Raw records
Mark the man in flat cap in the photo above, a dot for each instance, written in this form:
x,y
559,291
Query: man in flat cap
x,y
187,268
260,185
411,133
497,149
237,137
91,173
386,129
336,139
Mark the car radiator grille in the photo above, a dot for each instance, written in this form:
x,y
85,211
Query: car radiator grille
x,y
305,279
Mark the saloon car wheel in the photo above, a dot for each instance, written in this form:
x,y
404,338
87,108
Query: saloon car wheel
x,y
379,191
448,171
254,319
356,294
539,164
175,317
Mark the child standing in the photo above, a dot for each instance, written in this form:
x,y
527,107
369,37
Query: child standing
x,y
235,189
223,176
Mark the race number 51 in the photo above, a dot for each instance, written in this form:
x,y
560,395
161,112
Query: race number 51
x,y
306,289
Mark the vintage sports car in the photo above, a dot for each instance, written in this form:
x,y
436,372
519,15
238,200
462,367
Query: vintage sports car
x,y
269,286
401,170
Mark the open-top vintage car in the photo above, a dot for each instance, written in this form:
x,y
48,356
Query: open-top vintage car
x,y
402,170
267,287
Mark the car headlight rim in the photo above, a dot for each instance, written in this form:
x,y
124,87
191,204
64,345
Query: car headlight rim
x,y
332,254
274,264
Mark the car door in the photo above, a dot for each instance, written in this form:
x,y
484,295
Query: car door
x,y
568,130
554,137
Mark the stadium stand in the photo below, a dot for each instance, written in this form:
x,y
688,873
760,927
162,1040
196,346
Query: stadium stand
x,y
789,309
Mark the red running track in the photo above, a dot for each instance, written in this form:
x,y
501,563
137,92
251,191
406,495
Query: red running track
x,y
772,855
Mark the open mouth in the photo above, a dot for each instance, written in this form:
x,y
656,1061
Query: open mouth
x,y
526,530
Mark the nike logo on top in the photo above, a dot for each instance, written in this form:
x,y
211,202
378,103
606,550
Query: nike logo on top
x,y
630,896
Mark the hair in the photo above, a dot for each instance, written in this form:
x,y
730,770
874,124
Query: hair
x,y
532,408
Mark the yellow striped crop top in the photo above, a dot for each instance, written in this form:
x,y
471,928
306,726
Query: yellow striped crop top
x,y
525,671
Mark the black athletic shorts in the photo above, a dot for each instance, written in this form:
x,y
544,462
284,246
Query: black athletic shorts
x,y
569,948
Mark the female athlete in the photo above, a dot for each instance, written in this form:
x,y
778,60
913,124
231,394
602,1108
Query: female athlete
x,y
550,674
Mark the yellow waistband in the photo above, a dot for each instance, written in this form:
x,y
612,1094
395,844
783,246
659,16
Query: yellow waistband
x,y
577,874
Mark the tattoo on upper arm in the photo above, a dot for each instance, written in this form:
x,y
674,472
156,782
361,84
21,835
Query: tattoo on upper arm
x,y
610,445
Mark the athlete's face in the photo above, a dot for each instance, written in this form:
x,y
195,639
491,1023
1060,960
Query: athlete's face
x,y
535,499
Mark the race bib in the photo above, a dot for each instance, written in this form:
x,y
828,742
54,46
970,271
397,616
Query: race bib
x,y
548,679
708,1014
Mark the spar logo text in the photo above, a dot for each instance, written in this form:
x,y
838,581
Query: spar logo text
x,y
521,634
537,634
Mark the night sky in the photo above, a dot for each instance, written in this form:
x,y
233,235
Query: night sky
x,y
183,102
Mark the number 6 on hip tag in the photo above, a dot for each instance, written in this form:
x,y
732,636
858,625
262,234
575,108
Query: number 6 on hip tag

◆ What you will do
Reproduce every line of the data above verbatim, preserving its original order and formatting.

◆ Expected answer
Mark the man in flat cap in the photo above, a dot for each instance, written in this form:
x,y
559,291
Query: man in flat cap
x,y
187,268
260,185
411,133
497,149
237,137
91,173
386,129
336,139
Mark the car radiator grille in the photo above, a dot for each instance, written in this form:
x,y
85,211
Query: car radiator grille
x,y
305,279
Mark the saloon car wheel in the photo above, a dot for each instance, written in this form:
x,y
404,338
87,108
Query: saloon car wheel
x,y
379,191
448,171
254,319
356,294
539,164
175,317
Mark the child standing in the photo above, a dot for each instance, written in this form:
x,y
527,107
369,37
Query: child standing
x,y
235,189
223,176
Mark the race number 51 in the photo above, a dot for each instance, written in this form:
x,y
560,395
161,112
Query: race number 51
x,y
306,289
Mark the vintage sports car in the photo above, a dot for each instance, written in this form:
x,y
436,372
519,15
238,200
462,367
Query: vintage sports car
x,y
269,286
401,170
Mark the open-top vintage car in the photo above, a dot for each instance, written in this form:
x,y
48,356
Query: open-top vintage car
x,y
402,170
267,287
Mark the car headlight rim in the photo above, a dot for each instance, written in this form:
x,y
124,87
191,204
64,345
Query: car headlight rim
x,y
332,254
274,264
Mark the car door in the photo above, a dot for each instance, written in this form:
x,y
484,295
Query: car door
x,y
568,130
554,137
Mark the stadium stand in the photo below, a dot for each instance, written in this form:
x,y
688,873
760,927
162,1040
196,346
Query: stadium stand
x,y
789,309
Mark the red running track in the photo above, a dot for each instance, written in this form:
x,y
501,563
137,92
251,191
406,495
Query: red running track
x,y
772,855
Mark the open mouth in the photo above, a dot for each instance, written in this form:
x,y
656,1061
Query: open mouth
x,y
526,530
Mark the nike logo on top in the photo above, a dot for each instance, written in this form:
x,y
211,202
378,103
606,550
Query: nike logo on top
x,y
630,896
Mark the hair in the photo above, a dot for each instance, written in this form:
x,y
730,770
874,124
Query: hair
x,y
532,408
Mark the yellow striped crop top in the photo above, a dot for each instance, written in this form:
x,y
471,928
306,726
Query: yellow striped crop top
x,y
525,671
Mark the black athletic shorts in the photo above, a dot for each instance, written in this form:
x,y
544,462
284,246
Query: black athletic shorts
x,y
569,948
Mark the female athlete in the photo above, a dot for each instance, written in this form:
x,y
778,60
913,124
231,394
602,1108
Query: female athlete
x,y
550,674
Mark the yellow waistband in the photo above, a dot for each instance, written in this form:
x,y
612,1094
395,844
783,246
659,16
Query: yellow waistband
x,y
577,874
Mark the tattoo on upper arm in the photo above, a dot for each instance, written in this form:
x,y
674,472
156,782
361,84
21,835
Query: tattoo on upper arm
x,y
610,445
Mark the athlete's face in the photo above, a dot for each instance, written in this form:
x,y
195,639
491,1023
1060,960
Query: athlete's face
x,y
535,499
Mark the race bib in the photo above, a dot for each instance, written in this form:
x,y
828,742
54,46
970,271
397,616
Query: race bib
x,y
548,679
708,1014
Mark the spar logo text in the photo above, a dot for each instance, written in this form:
x,y
838,581
Query: spar logo text
x,y
521,634
537,634
Mark the night sky in the photo above, a dot for each instance, written in this form:
x,y
233,235
Query: night sky
x,y
183,102
Mark the number 6 on hip tag in the photo above, a dot for each instance, written in this form:
x,y
732,636
858,625
262,234
575,108
Query: number 6 on hip tag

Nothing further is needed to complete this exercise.